-- Supplied passage start --

Keywords

1 Introduction

Topic modeling is a common method for estimating latent topics behind data from documents and has been applied to various tasks. A typical topic model, latent Dirichlet allocation (LDA) [2], generates documents probabilistically assuming that there are multiple latent topics behind each document. LDA is typically trained using variational Bayesian methods; however, the challenge is that a new inference process needs to be mathematically derived depending on the purpose of the model. Neural topic models have been proposed to solve this problem. One such model is Srivastava et al.’s PRODLDA [8], which is based on a variational autoencoder (VAE) [6]. It can approximate complex posterior distributions using a flexible inference network that is based on neural networks.

In deep learning, knowledge distillation has attracted attention as a method for transferring knowledge from a large-scale teacher model to a small-scale student model. Knowledge distillation can be classified into three types depending on the type of knowledge to be distilled: response-based, feature-based, and relation-based [4]. In a previous study on knowledge distillation for neural topic models, Hoyle et al. proposed a response-based knowledge-distillation method that trains student neural topic models using the output of BERT, which is pre-trained on large corpora, as the teacher model [5]. Adhya et al. also conducted response-based and feature-based knowledge distillation simultaneously using a large neural topic model as the teacher and a small neural topic model as the student [1]. However, these methods focus only on the individual sample representations, which means that they are unable to transfer structural knowledge, the relationships between samples, from the teacher model to the student model.

-- Supplied passage end --
-- Raw records start --

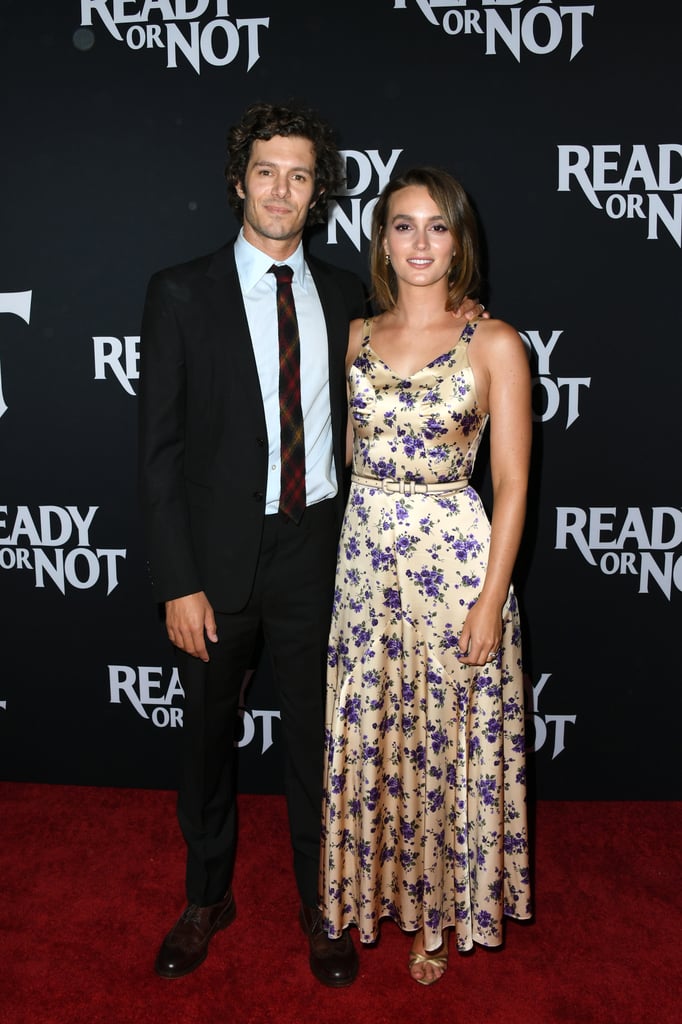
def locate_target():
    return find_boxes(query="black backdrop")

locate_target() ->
[0,0,682,799]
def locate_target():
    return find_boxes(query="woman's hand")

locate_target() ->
[457,598,502,666]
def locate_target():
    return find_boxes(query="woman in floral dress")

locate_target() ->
[321,168,531,984]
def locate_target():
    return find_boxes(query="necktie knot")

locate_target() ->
[269,263,294,285]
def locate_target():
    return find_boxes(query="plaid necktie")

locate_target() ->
[270,265,305,522]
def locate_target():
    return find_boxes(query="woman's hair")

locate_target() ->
[225,103,344,224]
[370,167,480,309]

-- Raw records end --

• **Goal**
From the topic-modeling passage, extract the text from "1 Introduction" to "on neural networks.".

• **In response**
1 Introduction

Topic modeling is a common method for estimating latent topics behind data from documents and has been applied to various tasks. A typical topic model, latent Dirichlet allocation (LDA) [2], generates documents probabilistically assuming that there are multiple latent topics behind each document. LDA is typically trained using variational Bayesian methods; however, the challenge is that a new inference process needs to be mathematically derived depending on the purpose of the model. Neural topic models have been proposed to solve this problem. One such model is Srivastava et al.’s PRODLDA [8], which is based on a variational autoencoder (VAE) [6]. It can approximate complex posterior distributions using a flexible inference network that is based on neural networks.